Problem to solve -
Reproduce all of the material exactly as shown.

++++ Data records ++++

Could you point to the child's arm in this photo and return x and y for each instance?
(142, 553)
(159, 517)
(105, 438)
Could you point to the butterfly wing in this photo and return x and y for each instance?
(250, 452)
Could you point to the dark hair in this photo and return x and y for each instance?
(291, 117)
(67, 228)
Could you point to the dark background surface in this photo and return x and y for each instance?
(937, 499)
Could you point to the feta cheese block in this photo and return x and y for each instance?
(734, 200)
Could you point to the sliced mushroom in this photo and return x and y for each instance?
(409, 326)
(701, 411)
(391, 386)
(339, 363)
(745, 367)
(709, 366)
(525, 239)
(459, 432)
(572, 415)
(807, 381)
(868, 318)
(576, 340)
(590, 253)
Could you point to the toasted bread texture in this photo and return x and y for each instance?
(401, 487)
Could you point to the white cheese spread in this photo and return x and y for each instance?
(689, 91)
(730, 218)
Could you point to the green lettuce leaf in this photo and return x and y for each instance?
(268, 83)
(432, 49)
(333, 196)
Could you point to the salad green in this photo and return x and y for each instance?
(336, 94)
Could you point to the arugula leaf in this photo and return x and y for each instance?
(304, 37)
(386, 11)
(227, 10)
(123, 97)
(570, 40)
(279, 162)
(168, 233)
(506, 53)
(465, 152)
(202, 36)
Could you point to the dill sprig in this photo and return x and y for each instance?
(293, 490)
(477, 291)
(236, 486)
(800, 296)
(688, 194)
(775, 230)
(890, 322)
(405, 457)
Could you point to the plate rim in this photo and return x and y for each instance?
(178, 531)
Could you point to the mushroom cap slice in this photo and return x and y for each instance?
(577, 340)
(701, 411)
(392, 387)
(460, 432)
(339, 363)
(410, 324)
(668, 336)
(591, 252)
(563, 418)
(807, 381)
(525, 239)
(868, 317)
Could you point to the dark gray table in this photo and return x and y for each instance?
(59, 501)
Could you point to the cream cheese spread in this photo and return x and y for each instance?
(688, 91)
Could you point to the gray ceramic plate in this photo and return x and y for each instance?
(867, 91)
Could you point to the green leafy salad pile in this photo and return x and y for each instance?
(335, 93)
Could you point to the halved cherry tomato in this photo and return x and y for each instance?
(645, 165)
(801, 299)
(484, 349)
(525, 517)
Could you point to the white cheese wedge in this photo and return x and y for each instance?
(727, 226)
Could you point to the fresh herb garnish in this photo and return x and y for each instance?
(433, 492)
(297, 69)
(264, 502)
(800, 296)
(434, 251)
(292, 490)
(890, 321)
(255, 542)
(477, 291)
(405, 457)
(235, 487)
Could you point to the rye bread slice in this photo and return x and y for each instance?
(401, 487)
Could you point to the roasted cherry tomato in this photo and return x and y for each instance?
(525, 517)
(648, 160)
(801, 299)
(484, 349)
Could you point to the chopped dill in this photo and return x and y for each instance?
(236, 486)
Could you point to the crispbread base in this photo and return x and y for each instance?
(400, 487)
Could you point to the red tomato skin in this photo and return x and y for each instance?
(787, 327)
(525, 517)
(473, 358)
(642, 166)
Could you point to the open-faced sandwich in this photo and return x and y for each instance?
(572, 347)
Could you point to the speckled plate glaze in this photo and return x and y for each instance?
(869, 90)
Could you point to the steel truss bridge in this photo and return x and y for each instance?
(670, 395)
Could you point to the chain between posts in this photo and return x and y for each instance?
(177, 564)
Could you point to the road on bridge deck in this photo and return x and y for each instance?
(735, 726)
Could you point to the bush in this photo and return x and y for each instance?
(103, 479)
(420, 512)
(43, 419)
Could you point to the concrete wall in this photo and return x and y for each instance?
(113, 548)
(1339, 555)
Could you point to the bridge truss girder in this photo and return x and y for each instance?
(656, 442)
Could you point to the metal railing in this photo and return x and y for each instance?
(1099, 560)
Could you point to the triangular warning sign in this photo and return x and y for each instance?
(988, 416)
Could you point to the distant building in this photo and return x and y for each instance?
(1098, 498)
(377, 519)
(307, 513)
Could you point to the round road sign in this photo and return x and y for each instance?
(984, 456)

++++

Written answer -
Could you point to the child's arm in this photo and return x and y for each instance?
(142, 553)
(159, 517)
(105, 438)
Could you point to the butterfly wing in this photo and return x and y for each instance?
(250, 452)
Could you point to the dark hair in this photo and return x and y for each instance?
(291, 117)
(67, 228)
Could you point to the dark background surface in this photo and return x and y for each instance?
(937, 499)
Could you point to the feta cheese block in this photo and return x and y for each instance?
(734, 200)
Could you point to the sliced mushroom in this photo and return x and y for each instance?
(409, 326)
(701, 411)
(391, 386)
(339, 363)
(745, 367)
(709, 366)
(525, 239)
(459, 432)
(572, 415)
(807, 381)
(868, 318)
(576, 340)
(590, 253)
Could you point to the toasted bread texture in this photo and return x and y for each instance?
(401, 487)
Could you point to the white cheese spread in this photo and return x and y for each instance?
(689, 91)
(730, 218)
Could you point to the green lettuce leaf in this photo and return x and y for each instance?
(268, 83)
(432, 49)
(333, 196)
Could you point to the salad green in this photo and return x and y for each instance?
(336, 94)
Could you point to the arugula leaf in this photo and return x and y for each instance?
(304, 37)
(386, 11)
(227, 10)
(123, 97)
(570, 40)
(279, 162)
(168, 233)
(506, 53)
(465, 152)
(202, 36)
Could you point to the dill sprig in this photo and return x and y for each instance?
(293, 490)
(477, 291)
(236, 486)
(800, 296)
(688, 194)
(775, 230)
(890, 322)
(405, 457)
Could you point to the plate rim in this photo and return x and y for each instance?
(178, 531)
Could you point to the mushroom cap slice in this photo and return x and y for each instance?
(577, 340)
(701, 411)
(392, 387)
(460, 432)
(339, 363)
(410, 324)
(668, 336)
(591, 252)
(563, 418)
(807, 381)
(525, 239)
(868, 317)
Could you point to the dark gray table in this photo and return x and y for each instance?
(59, 501)
Could you point to the cream cheese spread in this photo and return x and y for each instance?
(688, 91)
Could you point to the gray ceramic plate in this photo and return x and y for each instance?
(867, 91)
Could you point to the green leafy salad pile in this photo and return x and y for each instance?
(335, 93)
Could you point to the halved cherry tomato in this photo and return x and y for each instance?
(645, 165)
(801, 299)
(484, 349)
(525, 517)
Could you point to the white cheese wedge in this photo and return x and y for each instance?
(727, 226)
Could you point to the fresh herb garnish in this photo and return x and y for each instance?
(433, 492)
(297, 69)
(264, 502)
(800, 296)
(434, 251)
(292, 490)
(890, 321)
(255, 542)
(477, 291)
(405, 457)
(235, 487)
Could you point to the rye bread slice in this photo and return x and y for each instance?
(401, 487)
Could you point to the roasted cherry tomato in this photo and return x and y for each instance?
(525, 517)
(648, 160)
(801, 299)
(484, 349)
Could you point to the chopped dill in this photo and return x and y for each instance?
(236, 486)
Could you point to the crispbread base in this photo and return x and y for each instance?
(400, 487)
Could you point to the red tomato skin in this photo and return x and y for each instance?
(787, 327)
(525, 517)
(473, 358)
(642, 166)
Could you point to the open-faced sandwich in this photo and return x and y for each instance?
(572, 347)
Could you point to the speckled plate glaze in this photo and return x and y for each instance?
(869, 90)
Could you point to the steel truss bridge in this photo and return x and y for each instance?
(670, 395)
Could you point to the chain between posts in this photo and return x and y for each instance?
(177, 564)
Could you point to the road on bridge deck in this photo and return x and y for each instance?
(735, 726)
Could you point to the bush in this photo and return x and y for each instance?
(103, 479)
(420, 512)
(43, 419)
Could you point to the concrete wall in this photo and return x and y for each instance?
(113, 548)
(1339, 555)
Could you point to the bridge truss girder in this photo and return x and y for each instance?
(656, 442)
Could you point to the metal railing in this photo and return x and y for each instance?
(1099, 560)
Could you point to the triangular warning sign in this photo and return x and y for each instance?
(988, 416)
Could you point to the distant building in this photo and return x and y for each instance?
(1098, 498)
(377, 519)
(307, 513)
Could you point to the round road sign in this photo and return x and y for each instance?
(984, 456)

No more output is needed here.